**BRIEF:**
Continue the guide on appealing German property tax assessments in 2026, starting right after its final sentence.

Property Tax Assessment 2026: Can You Still Appeal?
Auf Deutsch lesenThe new property tax notice (Grundsteuerbescheid) lands in your mailbox, the amount is higher than expected — and the question is always the same: is an appeal worth it, and is it even still possible? In 2026 this topic is more charged than ever: over 6.16 million owners across Germany have filed appeals, and a constitutional complaint against the federal model is pending in Karlsruhe. This guide shows you which routes are genuinely still open in 2026.
In short: The one-month appeal deadline against the Grundsteuerwertbescheid (value assessment) has passed for most notices issued in 2023/2024. You still have two levers: an error-correcting reassessment (§222 BewG) when the value is wrong, and the BFH 40% rule from 2024, which lets you apply a lower value if the assessed Grundsteuerwert exceeds the real market value by more than 40%. Many notices are also issued provisionally — so a later Karlsruhe ruling benefits you automatically.
Three notices — and only two you can challenge
The biggest confusion around German property tax comes from there being three separate notices:
- Grundsteuerwertbescheid (tax office) — sets your property’s value as of the 1 Jan 2022 valuation date. This is the decisive one, because most errors happen here.
- Grundsteuermessbescheid (tax office) — multiplies the value by the statutory assessment rate (Steuermesszahl) to produce the base figure (Messbetrag).
- Grundsteuerbescheid (municipality) — takes the base figure × the local multiplier (Hebesatz) and states the amount you pay from 2025 onward.
Key point: a wrong value can only be corrected via the Grundsteuerwertbescheid at the tax office — not via the municipality’s notice. Against the municipality you can only challenge the Hebesatz, which is set politically and rarely successfully contested.
The appeal deadline: usually expired — but not the end
Each notice carries a one-month appeal deadline (Einspruchsfrist) from the date of delivery. The value notices mostly went out in 2023 and 2024. If you did nothing then, the notice has generally become final (bestandskräftig).
But that does not mean you’re powerless. Two routes remain open in 2026.
Route 1: Error-correcting reassessment (§222 BewG)
If the assessed value is objectively wrong — wrong living area, wrong construction year, wrong plot size, a building already demolished — you can request an error-correcting reassessment (fehlerbeseitigende Fortschreibung) at any time. The tax office then corrects the value with effect for the future. There is no deadline, and the request is free.
Tip: Compare the figures in the notice line by line against reality. A common error: the tax office extrapolates the living area from outdated data or assigns the wrong building type.
Route 2: The BFH 40% rule
In two landmark decisions in 2024 (case nos. II B 78/23 and II B 79/23), the Federal Fiscal Court (Bundesfinanzhof) ruled that owners must be able to prove a lower actual value. If the assessed Grundsteuerwert exceeds the real market value (Verkehrswert) by more than 40%, the lower value can be applied — usually via a qualified valuation report (Gutachten).

**INFORMATION SHOWN:**
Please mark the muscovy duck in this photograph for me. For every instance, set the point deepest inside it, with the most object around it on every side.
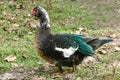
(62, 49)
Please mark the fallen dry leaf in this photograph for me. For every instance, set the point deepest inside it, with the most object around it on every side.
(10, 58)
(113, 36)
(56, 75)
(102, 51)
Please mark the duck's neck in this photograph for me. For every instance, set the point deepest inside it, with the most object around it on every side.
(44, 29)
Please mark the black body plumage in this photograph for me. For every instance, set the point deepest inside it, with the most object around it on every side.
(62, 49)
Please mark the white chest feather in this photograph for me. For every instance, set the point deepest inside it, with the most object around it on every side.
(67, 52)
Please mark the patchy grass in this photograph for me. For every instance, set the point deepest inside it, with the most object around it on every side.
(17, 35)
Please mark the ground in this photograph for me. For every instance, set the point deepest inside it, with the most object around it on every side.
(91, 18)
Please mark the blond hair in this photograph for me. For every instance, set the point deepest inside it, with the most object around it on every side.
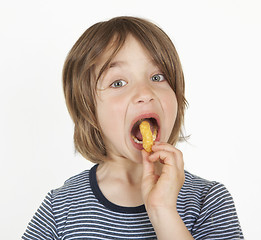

* * *

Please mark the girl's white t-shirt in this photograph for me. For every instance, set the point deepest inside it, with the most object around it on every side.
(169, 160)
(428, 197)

**ANSWER TO THE PROBLEM:**
This rule is invaluable if your property was significantly over-valued by the flat-rate land reference values (Bodenrichtwerte) and notional rents — a widespread problem of the federal model.
Provisional notices: why you often need to do nothing
Because of the pending proceedings, many Grundsteuerwertbescheide are issued with a provisional clause (Vorläufigkeitsvermerk) under §165 AO. This means: if the Constitutional Court strikes down the federal model in whole or part, your notice is adjusted automatically — without you having filed an appeal.
Look in the notice for wording like “issued provisionally with regard to constitutionality…”. If it’s there, you’re already protected on the constitutional question. You then only need your own appeal for individual errors (Routes 1 and 2).
Worked example: when the effort pays off
The Berger family owns a terraced house. The Grundsteuerwertbescheid states €420,000. An agent estimates the realistic market value at €270,000.
- Assessed value: €420,000
- Actual market value: €270,000
- Deviation: 420,000 / 270,000 = +55.5% → above the 40% threshold
So the BFH rule applies. With a valuation report, the value can be reduced to €270,000. At an assessment rate of 0.31‰ and a Hebesatz of 470%, the annual property tax drops from about €612 to roughly €393 — a saving of €219 per year, every year. Over ten years that’s more than €2,000, comfortably exceeding the cost of a report in most cases.
Common mistakes that get expensive
- Challenging the wrong notice. If you dispute the value, go to the tax office — not the municipality.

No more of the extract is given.